→ Given instruction
Every entry must be echoed exactly.
--- Start Exercise materials ---
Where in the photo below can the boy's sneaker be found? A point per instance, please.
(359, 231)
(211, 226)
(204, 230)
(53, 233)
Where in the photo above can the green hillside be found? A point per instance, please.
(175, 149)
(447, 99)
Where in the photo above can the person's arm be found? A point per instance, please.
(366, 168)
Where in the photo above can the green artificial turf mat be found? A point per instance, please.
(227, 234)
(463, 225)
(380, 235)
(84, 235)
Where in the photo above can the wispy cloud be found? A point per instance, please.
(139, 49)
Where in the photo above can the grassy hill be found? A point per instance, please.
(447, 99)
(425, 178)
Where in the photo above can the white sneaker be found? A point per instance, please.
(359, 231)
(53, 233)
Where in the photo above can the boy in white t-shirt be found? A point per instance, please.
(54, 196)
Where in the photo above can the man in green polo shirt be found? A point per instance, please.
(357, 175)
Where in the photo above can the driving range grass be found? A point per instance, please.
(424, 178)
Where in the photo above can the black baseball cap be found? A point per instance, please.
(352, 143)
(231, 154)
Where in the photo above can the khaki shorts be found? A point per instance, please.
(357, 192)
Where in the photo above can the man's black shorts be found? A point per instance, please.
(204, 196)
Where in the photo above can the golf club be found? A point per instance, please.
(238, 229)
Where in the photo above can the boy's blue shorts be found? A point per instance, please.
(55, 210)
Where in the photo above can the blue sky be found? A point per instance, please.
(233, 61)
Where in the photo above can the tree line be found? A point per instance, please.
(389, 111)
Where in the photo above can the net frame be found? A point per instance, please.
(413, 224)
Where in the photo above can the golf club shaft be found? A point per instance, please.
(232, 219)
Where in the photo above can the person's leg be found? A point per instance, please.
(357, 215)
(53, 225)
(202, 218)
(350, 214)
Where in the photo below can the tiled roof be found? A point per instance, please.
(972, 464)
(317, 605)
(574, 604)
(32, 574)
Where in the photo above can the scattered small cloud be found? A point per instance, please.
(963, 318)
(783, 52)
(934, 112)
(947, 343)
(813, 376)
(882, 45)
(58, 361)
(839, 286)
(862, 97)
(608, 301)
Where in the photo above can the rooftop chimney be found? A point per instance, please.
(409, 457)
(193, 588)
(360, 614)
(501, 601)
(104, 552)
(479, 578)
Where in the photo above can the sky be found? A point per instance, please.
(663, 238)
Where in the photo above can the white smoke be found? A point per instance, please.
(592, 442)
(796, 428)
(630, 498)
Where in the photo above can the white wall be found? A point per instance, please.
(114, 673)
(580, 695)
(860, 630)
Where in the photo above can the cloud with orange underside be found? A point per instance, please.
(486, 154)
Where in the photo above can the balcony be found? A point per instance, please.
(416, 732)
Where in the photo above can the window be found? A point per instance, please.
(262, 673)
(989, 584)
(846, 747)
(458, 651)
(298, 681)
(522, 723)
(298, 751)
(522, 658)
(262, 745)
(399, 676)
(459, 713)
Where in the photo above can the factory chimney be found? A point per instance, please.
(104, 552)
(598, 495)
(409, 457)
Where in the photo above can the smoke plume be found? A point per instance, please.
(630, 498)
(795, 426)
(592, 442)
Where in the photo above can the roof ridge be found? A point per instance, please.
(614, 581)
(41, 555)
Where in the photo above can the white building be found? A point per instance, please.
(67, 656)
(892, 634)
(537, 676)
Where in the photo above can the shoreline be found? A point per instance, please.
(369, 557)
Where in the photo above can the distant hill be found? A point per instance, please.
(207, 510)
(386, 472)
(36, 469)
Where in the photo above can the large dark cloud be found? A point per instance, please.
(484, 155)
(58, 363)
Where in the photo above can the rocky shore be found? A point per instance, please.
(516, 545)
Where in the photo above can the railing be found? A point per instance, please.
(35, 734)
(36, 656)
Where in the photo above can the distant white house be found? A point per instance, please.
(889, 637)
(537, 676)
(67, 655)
--- End Exercise materials ---
→ Written response
Where in the photo below can the boy's sneaker be found? A point per instance, please.
(359, 231)
(211, 226)
(204, 230)
(53, 233)
Where in the photo above can the green hillside be found? A point per instance, please.
(175, 149)
(447, 99)
Where in the photo above can the person's arm be found? A point per instance, please.
(366, 168)
Where in the photo above can the green artificial turf mat be found? A point per instance, please.
(227, 234)
(463, 225)
(380, 235)
(84, 235)
Where in the photo above can the wispy cloud be found? A point per instance, please.
(139, 49)
Where in the photo above can the grassy hill be found? A point per instance, please.
(447, 99)
(425, 178)
Where in the photo above can the white sneaker be found? A point per instance, please.
(359, 231)
(53, 233)
Where in the photo above can the boy in white t-shirt be found? A point per instance, please.
(54, 196)
Where in the photo above can the man in green polo shirt be found? A point per instance, please.
(357, 175)
Where in the photo above can the driving range grass be found? A point per instance, please.
(424, 178)
Where in the photo above can the black baseball cap be found? A point per instance, please.
(352, 143)
(231, 154)
Where in the photo above can the khaki shorts be found? A point per instance, please.
(357, 192)
Where in the photo above can the man's black shorts be found? A point per instance, please.
(204, 196)
Where in the photo above can the golf club be found? A point per instance, please.
(238, 229)
Where in the photo above can the boy's blue shorts be found? A point per instance, please.
(55, 210)
Where in the photo above can the blue sky be found? A point per instance, please.
(233, 61)
Where in the photo above can the tree line be found? A point per instance, please.
(389, 111)
Where in the photo above can the net frame be found? A point per instance, please.
(413, 224)
Where in the photo above can the golf club shaft be found? A point per instance, please.
(232, 219)
Where in the photo above can the person's leg be found? A point per instance, please.
(357, 215)
(53, 225)
(202, 218)
(350, 214)
Where in the photo below can the tiled roof be found? A point per instance, please.
(972, 464)
(317, 605)
(574, 604)
(32, 574)
Where in the photo above can the scattered small cloud be found? A point per instance, please.
(963, 318)
(783, 52)
(934, 112)
(947, 343)
(813, 376)
(882, 45)
(58, 361)
(839, 286)
(862, 97)
(608, 301)
Where in the photo above can the rooftop chimney be found? A point per instance, please.
(409, 457)
(193, 588)
(360, 614)
(501, 601)
(104, 552)
(479, 578)
Where in the photo above can the sky be found? A point per instance, please.
(663, 238)
Where in the photo above can the white smoke be found? A point per instance, please.
(592, 442)
(796, 428)
(630, 498)
Where in the photo above can the white wall be found? A point per instance, please.
(114, 673)
(580, 695)
(860, 630)
Where in the photo above can the cloud with orange underside be found? A point per instance, please.
(486, 154)
Where in the photo above can the balcony be found? A point per instance, please.
(416, 732)
Where in the photo above can the window be found? A point per instance, please.
(262, 673)
(989, 584)
(846, 747)
(458, 651)
(298, 681)
(522, 723)
(298, 751)
(522, 658)
(262, 745)
(399, 676)
(459, 713)
Where in the photo above can the factory chimney be found? A point per instance, please.
(104, 552)
(598, 495)
(409, 457)
Where in the photo above can the smoke plume be found? A point per instance, please.
(630, 498)
(795, 426)
(592, 442)
Where in the photo above can the roof ridge be found? A point per instance, please.
(614, 581)
(41, 555)
Where in the photo above can the white building be found? A point per instance, please.
(67, 656)
(892, 634)
(537, 676)
Where in the photo above can the shoreline be found? A point per instance, please.
(369, 557)
Where in the photo above can the distant hill be found? A point per instance, please.
(207, 510)
(386, 472)
(36, 469)
Where in the photo above can the large dark cloud be found? A point per instance, please.
(484, 155)
(58, 363)
Where in the photo above can the rocky shore be found? A point per instance, please.
(516, 545)
Where in the photo above can the railing be found? A point per instance, please.
(35, 734)
(36, 656)
Where in the photo above can the distant white house be found? A point per instance, please.
(889, 637)
(537, 676)
(67, 655)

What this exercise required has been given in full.